SHORT PROBLEM: Please print every line from the one containing "like [70, 111]." through the last line of the records below, exactly as written and nothing more.

(Stored data entries)
--------------------
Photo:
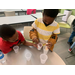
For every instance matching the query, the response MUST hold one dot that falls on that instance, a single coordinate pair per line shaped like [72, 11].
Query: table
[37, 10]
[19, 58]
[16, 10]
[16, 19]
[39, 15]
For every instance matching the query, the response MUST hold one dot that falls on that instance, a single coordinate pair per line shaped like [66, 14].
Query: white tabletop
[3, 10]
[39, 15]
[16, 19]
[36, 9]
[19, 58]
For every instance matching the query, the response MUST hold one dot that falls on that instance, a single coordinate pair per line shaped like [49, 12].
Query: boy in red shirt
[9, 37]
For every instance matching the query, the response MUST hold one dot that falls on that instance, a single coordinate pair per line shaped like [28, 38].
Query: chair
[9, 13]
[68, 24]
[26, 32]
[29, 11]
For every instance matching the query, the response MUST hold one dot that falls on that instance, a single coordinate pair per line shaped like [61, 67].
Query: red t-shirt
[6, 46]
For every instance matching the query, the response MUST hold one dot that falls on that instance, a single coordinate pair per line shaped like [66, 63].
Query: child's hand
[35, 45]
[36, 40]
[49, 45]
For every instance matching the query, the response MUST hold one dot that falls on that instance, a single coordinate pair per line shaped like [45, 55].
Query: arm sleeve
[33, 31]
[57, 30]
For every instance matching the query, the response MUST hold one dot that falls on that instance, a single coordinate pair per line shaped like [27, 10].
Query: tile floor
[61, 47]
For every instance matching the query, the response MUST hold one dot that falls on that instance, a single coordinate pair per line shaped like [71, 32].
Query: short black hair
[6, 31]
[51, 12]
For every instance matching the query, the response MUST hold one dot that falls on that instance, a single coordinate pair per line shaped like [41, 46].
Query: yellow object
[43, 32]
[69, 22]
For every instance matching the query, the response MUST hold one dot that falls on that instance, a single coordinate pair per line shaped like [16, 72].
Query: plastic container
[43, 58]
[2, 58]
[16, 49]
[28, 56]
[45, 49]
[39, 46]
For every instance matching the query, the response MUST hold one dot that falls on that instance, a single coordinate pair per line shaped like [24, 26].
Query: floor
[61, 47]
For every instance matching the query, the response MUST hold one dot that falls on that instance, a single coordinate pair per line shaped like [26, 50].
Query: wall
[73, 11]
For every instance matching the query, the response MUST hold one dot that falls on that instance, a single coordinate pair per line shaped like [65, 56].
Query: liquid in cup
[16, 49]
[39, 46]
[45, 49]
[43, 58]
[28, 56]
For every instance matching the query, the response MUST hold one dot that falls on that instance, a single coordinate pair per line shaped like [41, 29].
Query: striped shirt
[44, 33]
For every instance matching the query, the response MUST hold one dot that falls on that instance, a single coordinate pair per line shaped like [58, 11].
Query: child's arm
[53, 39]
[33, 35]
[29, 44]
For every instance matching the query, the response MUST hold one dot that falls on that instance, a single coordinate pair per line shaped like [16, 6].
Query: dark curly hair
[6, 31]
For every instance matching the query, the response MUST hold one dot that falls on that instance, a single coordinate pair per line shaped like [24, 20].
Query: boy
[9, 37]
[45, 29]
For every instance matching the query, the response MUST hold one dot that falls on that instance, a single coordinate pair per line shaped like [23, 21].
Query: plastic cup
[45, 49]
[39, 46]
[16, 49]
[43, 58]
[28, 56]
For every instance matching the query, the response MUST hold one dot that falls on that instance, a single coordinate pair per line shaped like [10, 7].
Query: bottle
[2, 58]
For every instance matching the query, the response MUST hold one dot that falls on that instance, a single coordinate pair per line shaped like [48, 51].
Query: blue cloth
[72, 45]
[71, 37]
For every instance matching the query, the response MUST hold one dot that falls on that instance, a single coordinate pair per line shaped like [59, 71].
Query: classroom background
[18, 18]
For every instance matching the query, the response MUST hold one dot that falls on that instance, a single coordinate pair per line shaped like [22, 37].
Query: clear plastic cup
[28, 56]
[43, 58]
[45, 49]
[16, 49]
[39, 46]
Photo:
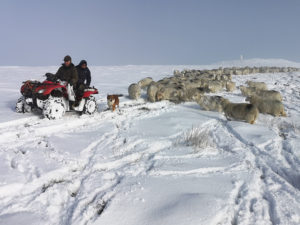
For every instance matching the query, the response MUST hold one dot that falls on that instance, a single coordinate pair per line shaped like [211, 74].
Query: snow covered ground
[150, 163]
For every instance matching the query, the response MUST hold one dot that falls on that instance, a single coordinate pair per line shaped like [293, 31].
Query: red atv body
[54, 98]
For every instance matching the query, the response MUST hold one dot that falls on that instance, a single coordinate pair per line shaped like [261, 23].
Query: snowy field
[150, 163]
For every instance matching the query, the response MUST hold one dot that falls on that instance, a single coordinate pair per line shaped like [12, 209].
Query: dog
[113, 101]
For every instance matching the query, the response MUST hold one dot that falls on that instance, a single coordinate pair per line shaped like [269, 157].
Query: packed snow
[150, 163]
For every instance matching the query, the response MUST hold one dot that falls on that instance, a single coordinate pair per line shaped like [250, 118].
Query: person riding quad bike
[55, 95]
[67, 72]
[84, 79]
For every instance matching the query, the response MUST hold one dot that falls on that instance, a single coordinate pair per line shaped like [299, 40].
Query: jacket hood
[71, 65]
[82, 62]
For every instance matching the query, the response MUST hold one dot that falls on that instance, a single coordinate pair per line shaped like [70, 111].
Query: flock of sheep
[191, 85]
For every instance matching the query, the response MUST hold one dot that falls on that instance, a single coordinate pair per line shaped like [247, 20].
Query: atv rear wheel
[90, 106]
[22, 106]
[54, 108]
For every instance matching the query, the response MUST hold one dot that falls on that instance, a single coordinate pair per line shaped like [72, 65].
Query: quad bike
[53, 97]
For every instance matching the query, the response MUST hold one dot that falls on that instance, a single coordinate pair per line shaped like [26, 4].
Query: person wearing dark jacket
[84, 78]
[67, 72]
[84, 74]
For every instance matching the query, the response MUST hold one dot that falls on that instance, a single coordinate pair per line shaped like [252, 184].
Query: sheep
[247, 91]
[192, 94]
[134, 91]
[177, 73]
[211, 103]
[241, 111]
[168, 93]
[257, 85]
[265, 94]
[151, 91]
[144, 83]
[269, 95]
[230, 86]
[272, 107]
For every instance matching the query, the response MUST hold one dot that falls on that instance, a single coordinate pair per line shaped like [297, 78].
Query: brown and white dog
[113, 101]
--------------------
TASK RESPONSE:
For every instance matching the query, the response MUST hold one dot that falls on that instance, a single coordinate pair per line shaped like [70, 111].
Query: flock of sheep
[191, 85]
For every instance matching the query, the response MUST hold one dot that falls on that instance, a single coordinate pair per line shaped like [247, 20].
Query: atv rear wheel
[90, 106]
[22, 106]
[54, 108]
For every instance matching the query, the response MUST hold one dot that falls on that instance, a single coordinate pair per line shaped like [72, 65].
Query: quad bike
[53, 97]
For every instance matching the query, the response MUST hold one dot that falls on that instance, a single coordinate pair per line shaped like [26, 4].
Query: person wearing dark jacket
[84, 78]
[67, 72]
[84, 74]
For every instance matching the query, the response MUST hold one dot that falls on that instance, a single coordinate pair per line shaped like [252, 184].
Query: sheep
[247, 91]
[192, 94]
[134, 91]
[177, 73]
[211, 103]
[241, 111]
[168, 93]
[257, 85]
[265, 94]
[151, 91]
[144, 83]
[269, 95]
[230, 86]
[272, 107]
For every instance matching the query, the response MUST hold one dot that falls on that instance, a single coordinate pair per line shaped like [297, 78].
Query: brown and white dog
[113, 101]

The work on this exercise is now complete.